Requisiti dell'esercizio: Riproduci parola per parola il tratto del materiale sottostante che va dalla riga contenente "of the vehicle" fino alla fine del materiale, estremi inclusi.

+++++

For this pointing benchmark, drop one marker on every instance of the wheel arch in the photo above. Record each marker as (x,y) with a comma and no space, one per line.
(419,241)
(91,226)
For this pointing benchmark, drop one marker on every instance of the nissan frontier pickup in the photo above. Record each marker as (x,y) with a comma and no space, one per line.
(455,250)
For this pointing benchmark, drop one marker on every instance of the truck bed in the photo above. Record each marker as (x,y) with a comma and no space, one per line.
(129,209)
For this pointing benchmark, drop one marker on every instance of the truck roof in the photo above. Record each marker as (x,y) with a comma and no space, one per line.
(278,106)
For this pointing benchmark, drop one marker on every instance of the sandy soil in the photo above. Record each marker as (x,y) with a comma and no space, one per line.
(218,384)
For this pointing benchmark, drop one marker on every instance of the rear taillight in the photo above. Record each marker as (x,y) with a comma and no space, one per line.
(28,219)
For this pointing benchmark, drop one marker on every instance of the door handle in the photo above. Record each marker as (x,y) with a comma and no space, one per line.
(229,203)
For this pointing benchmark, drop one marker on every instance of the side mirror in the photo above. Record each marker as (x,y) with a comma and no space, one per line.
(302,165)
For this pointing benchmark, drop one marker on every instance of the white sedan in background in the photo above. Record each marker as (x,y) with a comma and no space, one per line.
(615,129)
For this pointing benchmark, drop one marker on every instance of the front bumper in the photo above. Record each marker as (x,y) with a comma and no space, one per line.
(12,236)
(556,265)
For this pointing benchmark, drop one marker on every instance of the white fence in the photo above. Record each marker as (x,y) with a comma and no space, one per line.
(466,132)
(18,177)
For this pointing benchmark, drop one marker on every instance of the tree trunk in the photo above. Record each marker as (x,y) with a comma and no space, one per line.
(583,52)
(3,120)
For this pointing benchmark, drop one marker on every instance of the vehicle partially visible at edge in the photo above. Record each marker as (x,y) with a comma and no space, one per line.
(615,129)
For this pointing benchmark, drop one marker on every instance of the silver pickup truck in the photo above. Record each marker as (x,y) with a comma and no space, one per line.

+++++

Risultato corretto:
For this pointing benchmark, drop one marker on every instance of the vehicle partially visible at edge in the photo above. Record each marker as (x,y) with a comma and no space, one per line.
(615,129)
For this pointing benchmark, drop one marker on every instance of the silver pickup truck in the photo above. Record each marker as (x,y) with a comma and no space, one per line.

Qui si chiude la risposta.